Problem to work on -> Take the lines from the one containing "label the concrete barrier" through the final line below and restate them exactly. Omit the pictures.

══ Data under study

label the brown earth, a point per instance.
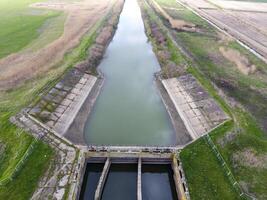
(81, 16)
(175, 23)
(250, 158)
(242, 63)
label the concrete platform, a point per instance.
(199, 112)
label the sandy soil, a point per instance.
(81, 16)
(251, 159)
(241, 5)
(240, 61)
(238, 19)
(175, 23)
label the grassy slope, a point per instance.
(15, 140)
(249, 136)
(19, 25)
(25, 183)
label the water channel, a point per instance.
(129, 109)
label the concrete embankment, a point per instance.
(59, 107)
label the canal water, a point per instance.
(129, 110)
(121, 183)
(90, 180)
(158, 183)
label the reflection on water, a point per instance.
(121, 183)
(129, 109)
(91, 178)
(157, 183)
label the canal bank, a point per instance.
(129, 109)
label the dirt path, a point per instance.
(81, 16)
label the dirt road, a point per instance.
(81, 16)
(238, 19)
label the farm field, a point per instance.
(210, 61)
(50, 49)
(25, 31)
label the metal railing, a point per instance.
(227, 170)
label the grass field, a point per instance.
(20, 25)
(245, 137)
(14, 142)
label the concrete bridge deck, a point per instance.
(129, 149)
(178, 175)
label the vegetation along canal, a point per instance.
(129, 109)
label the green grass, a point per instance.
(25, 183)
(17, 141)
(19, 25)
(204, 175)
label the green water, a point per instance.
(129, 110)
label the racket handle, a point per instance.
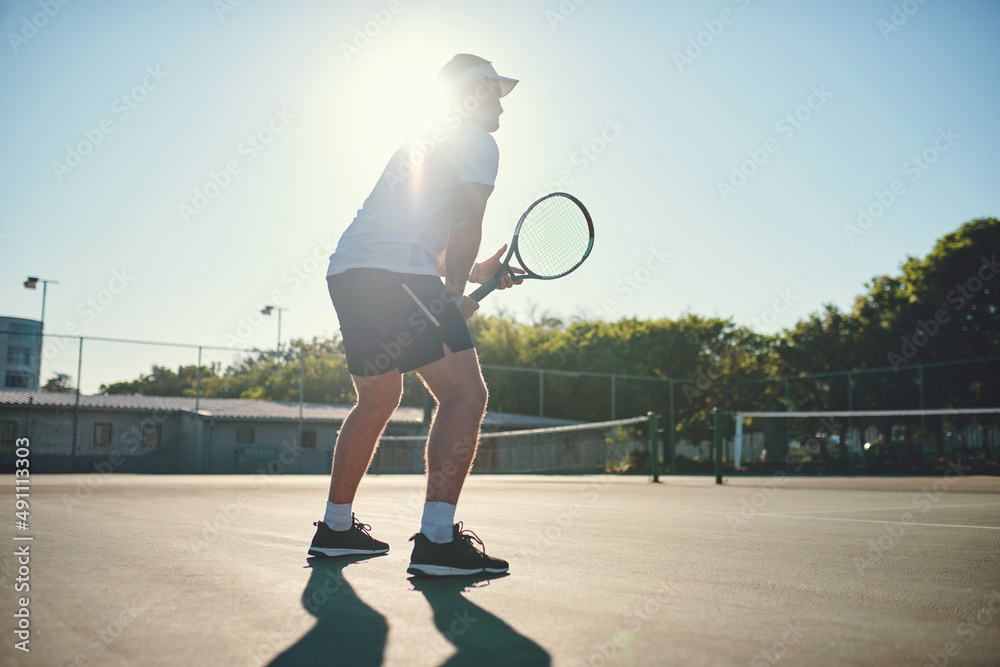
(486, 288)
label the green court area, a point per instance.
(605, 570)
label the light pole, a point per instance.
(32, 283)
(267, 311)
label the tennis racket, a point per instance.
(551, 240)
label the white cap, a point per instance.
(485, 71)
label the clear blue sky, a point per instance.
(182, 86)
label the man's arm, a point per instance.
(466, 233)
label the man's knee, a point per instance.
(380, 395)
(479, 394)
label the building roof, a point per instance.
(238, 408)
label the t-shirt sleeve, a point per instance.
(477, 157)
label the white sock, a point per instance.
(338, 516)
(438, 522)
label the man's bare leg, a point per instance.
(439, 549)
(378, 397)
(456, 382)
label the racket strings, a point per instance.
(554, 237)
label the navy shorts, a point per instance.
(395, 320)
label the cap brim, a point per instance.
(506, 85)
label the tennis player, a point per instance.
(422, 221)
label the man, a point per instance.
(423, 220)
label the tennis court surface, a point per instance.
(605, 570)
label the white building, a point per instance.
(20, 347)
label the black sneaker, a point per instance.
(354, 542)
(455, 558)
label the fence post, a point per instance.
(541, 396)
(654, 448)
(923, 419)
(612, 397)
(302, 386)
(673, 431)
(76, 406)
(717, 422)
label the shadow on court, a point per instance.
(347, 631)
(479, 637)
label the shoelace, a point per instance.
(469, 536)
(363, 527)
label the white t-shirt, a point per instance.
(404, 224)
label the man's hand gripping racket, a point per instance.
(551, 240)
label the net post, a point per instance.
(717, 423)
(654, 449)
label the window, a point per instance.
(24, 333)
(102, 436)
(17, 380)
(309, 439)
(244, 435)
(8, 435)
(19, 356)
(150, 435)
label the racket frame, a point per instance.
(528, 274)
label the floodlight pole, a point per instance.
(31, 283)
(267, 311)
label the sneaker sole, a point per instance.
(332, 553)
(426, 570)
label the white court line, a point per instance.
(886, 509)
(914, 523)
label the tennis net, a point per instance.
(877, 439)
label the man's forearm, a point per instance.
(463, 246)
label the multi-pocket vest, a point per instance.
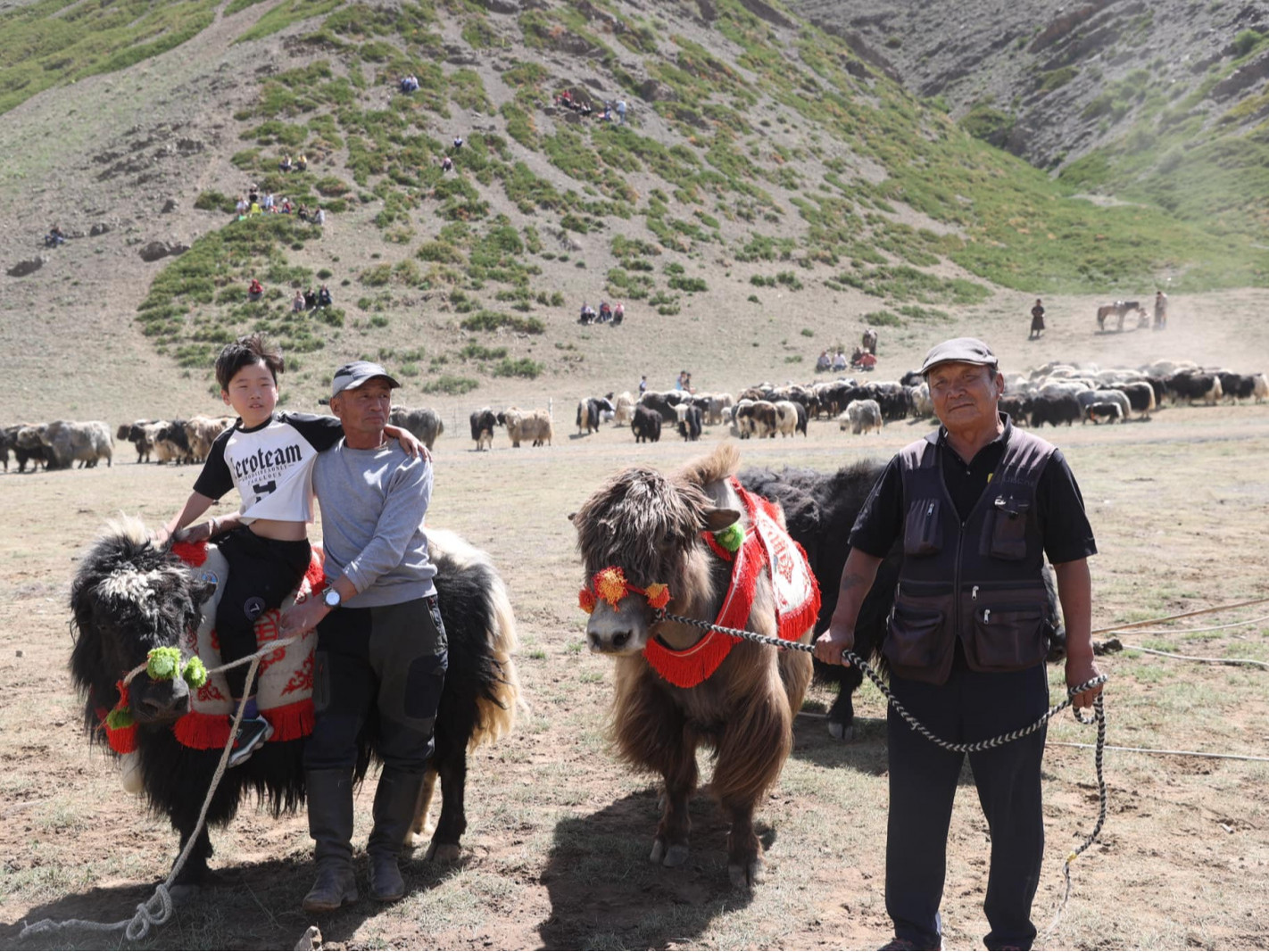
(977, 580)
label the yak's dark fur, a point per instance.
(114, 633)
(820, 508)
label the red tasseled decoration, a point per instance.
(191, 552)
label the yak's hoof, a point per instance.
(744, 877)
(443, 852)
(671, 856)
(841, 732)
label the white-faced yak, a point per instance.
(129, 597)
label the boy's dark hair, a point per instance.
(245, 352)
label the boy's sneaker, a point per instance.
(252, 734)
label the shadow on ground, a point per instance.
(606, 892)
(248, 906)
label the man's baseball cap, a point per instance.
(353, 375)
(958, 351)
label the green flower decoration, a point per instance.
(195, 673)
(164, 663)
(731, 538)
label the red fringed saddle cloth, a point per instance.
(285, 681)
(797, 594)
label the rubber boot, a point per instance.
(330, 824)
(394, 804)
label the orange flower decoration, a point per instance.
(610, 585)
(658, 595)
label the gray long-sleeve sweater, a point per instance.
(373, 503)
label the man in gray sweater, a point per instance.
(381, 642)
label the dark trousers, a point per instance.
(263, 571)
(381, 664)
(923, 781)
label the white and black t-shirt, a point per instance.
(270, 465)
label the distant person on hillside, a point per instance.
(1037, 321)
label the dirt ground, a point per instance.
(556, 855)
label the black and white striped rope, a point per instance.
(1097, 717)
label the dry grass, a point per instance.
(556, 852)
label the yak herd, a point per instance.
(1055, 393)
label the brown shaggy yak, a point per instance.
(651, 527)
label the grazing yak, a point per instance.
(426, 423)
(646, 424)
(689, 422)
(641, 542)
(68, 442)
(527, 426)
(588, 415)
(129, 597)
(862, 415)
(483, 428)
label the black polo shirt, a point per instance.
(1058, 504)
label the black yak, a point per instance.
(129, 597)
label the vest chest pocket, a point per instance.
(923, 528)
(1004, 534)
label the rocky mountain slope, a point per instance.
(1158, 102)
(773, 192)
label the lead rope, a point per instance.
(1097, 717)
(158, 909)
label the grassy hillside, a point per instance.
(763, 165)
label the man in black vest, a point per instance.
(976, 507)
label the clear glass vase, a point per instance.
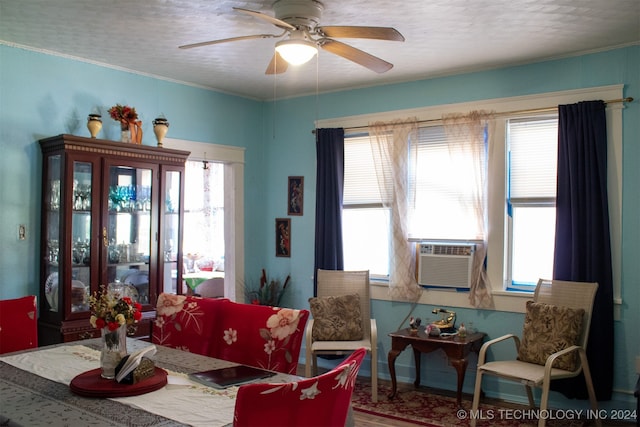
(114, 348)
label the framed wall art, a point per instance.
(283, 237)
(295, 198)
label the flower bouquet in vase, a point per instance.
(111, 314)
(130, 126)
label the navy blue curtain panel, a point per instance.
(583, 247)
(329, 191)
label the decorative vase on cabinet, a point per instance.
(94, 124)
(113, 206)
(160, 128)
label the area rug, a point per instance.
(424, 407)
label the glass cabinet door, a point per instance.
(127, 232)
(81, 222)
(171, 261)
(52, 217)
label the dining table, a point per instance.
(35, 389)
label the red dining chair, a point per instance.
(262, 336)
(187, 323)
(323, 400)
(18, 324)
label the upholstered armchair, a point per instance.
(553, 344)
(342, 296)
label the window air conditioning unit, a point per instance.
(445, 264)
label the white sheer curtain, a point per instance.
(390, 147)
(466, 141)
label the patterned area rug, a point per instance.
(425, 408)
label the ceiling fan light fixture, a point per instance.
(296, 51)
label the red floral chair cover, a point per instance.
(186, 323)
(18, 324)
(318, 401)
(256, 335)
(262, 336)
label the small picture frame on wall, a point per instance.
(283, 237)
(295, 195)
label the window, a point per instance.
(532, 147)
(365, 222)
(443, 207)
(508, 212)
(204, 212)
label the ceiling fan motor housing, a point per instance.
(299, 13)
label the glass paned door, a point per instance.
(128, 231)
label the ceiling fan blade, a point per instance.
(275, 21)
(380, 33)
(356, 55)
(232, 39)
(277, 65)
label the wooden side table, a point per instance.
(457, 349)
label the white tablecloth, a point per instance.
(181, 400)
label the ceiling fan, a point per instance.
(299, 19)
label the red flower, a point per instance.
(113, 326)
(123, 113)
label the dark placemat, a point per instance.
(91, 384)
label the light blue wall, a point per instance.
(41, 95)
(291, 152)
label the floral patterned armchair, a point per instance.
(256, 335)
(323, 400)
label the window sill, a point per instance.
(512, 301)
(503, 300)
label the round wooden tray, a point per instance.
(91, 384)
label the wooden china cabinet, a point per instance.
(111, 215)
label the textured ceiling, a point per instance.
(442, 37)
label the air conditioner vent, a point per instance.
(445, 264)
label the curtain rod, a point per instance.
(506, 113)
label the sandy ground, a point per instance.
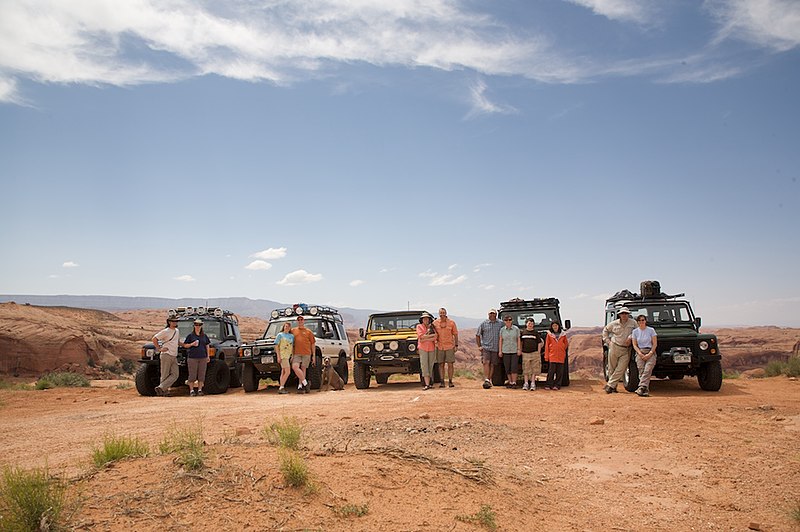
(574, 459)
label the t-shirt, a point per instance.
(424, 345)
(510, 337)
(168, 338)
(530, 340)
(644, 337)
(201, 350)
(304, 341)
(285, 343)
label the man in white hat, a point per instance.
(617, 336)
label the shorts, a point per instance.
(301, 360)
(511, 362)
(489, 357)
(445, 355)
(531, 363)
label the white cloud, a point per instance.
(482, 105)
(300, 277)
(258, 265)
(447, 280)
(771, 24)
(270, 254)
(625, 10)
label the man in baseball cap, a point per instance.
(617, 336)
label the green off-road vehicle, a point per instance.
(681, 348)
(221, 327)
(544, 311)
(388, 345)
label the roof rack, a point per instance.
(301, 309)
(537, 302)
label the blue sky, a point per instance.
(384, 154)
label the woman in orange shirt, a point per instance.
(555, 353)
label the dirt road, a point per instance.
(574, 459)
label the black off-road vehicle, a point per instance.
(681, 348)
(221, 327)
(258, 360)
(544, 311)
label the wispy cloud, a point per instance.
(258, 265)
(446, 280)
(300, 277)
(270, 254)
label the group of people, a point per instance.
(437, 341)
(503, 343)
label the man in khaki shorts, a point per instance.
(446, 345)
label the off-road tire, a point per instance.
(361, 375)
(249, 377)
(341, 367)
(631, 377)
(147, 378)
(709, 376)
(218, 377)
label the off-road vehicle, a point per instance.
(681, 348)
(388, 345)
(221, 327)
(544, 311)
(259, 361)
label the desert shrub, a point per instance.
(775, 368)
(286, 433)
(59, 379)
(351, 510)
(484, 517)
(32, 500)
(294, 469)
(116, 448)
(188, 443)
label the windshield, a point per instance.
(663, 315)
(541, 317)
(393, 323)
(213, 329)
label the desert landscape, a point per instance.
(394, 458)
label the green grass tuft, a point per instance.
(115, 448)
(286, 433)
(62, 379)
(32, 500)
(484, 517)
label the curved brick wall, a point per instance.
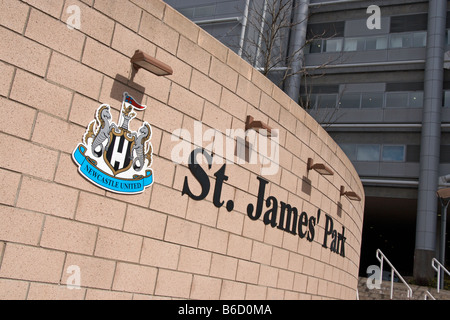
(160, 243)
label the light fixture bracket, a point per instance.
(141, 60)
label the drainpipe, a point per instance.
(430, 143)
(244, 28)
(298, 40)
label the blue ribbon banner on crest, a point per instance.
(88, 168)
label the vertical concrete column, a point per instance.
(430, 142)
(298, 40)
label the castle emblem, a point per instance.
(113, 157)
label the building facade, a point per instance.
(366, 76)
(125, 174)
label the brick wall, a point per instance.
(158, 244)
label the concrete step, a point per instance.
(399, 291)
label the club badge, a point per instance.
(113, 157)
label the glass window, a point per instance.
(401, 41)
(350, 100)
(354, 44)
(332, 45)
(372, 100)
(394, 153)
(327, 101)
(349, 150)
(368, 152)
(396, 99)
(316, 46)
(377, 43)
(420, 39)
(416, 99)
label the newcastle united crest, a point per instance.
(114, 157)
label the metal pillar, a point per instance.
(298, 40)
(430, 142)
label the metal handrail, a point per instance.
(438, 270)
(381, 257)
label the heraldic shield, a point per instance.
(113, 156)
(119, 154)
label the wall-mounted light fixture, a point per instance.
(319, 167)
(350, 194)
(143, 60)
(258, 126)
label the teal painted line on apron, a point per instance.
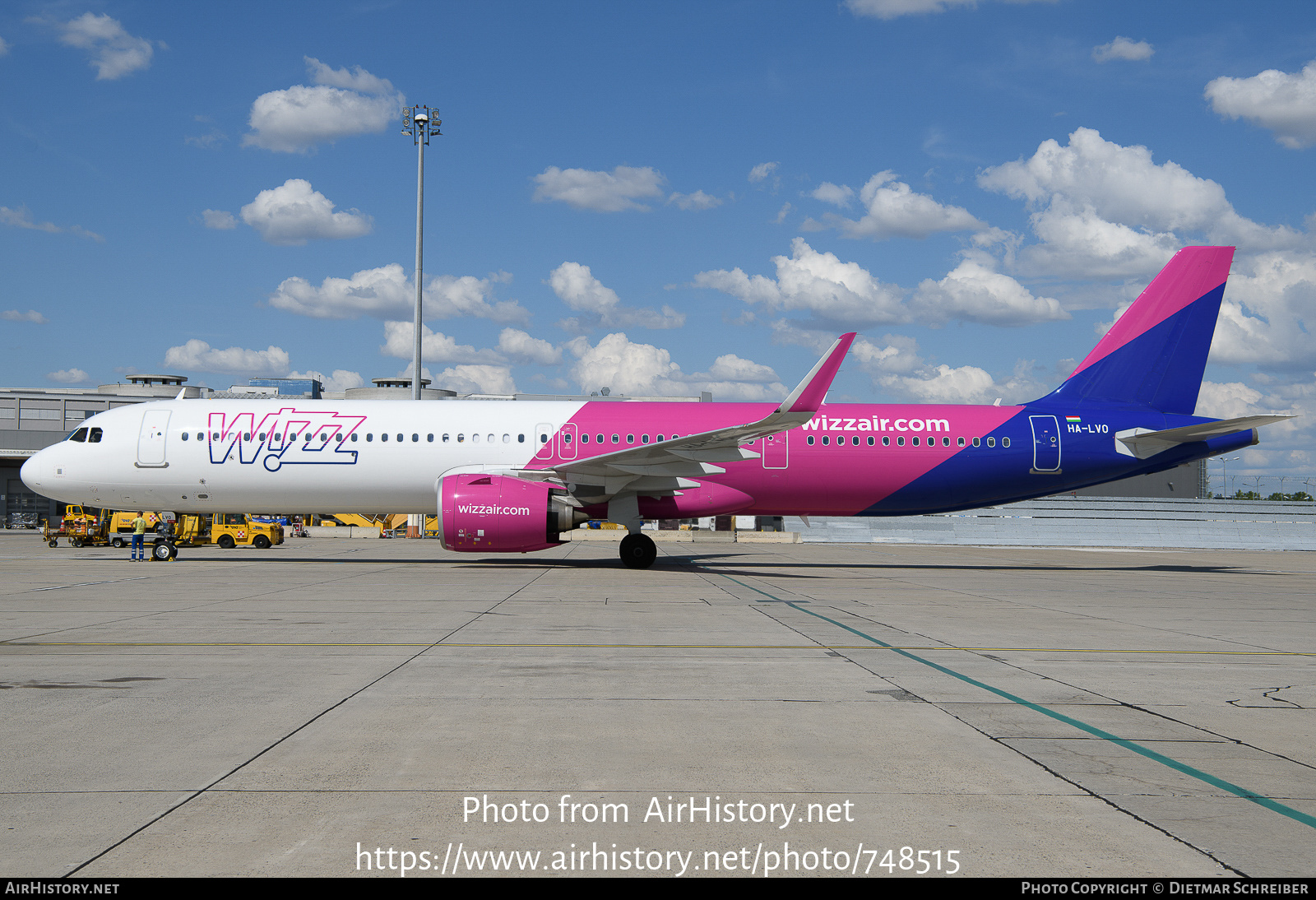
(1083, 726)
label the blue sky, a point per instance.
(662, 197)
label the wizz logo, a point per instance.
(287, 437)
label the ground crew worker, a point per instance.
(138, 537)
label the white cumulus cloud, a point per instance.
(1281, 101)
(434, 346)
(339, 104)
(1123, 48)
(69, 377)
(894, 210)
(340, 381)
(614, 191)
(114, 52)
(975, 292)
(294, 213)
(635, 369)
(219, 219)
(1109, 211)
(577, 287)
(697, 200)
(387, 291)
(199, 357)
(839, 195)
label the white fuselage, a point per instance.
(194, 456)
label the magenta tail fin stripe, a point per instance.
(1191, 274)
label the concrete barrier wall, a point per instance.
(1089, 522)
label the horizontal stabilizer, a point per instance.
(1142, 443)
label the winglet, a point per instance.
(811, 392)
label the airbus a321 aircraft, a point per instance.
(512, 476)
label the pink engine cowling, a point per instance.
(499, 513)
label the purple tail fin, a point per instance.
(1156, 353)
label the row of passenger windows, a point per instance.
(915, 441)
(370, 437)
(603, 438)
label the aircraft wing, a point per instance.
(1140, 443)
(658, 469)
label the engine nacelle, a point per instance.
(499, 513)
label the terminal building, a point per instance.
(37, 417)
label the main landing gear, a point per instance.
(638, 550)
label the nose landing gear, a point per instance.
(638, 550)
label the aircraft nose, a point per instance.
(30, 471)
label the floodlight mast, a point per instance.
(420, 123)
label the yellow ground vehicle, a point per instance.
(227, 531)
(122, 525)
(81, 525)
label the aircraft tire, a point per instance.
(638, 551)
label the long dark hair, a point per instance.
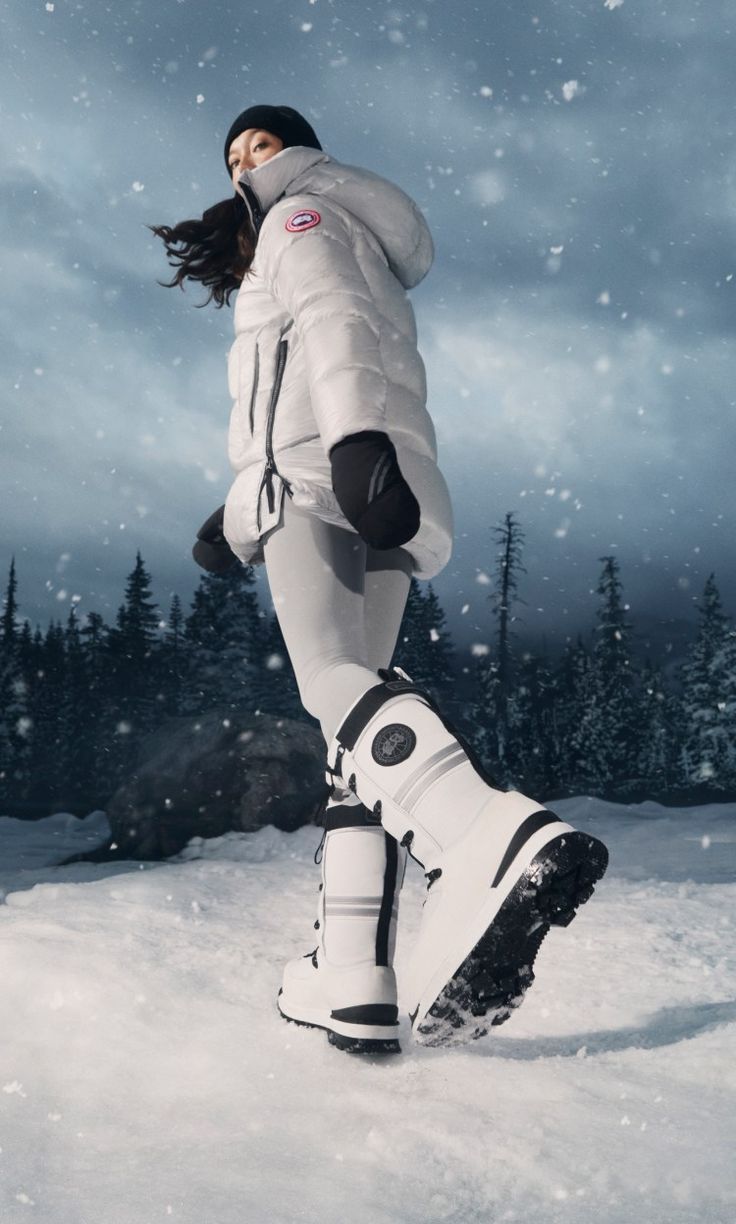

════

Answer area ->
label the concrete barrier wall, a point per instance.
(1089, 522)
label the horizontal stabilizer, a point per instance.
(1142, 443)
label the winglet, a point per instance.
(811, 392)
label the airbus a321 aircraft, a point per instance.
(512, 476)
label the pink engine cowling, a point per instance.
(499, 513)
label the purple tail fin, a point per instance.
(1156, 353)
label the row of passenger windows, a point per instance.
(915, 441)
(370, 437)
(603, 438)
label the aircraft wing, a point per instance.
(1140, 443)
(658, 469)
label the engine nacelle, a point per instance.
(499, 513)
label the terminal building, a point per instance.
(37, 417)
label the main landing gear, a point per instance.
(638, 550)
label the nose landing gear, a point per instance.
(638, 550)
label the aircraft nose, a point per instance.
(30, 471)
label the floodlight mast, a point per instance.
(420, 123)
label the yellow ground vehicle, a point per instance.
(227, 531)
(122, 525)
(81, 525)
label the aircraft tire, a point per instance.
(638, 551)
label the long dark hair, a point per instance.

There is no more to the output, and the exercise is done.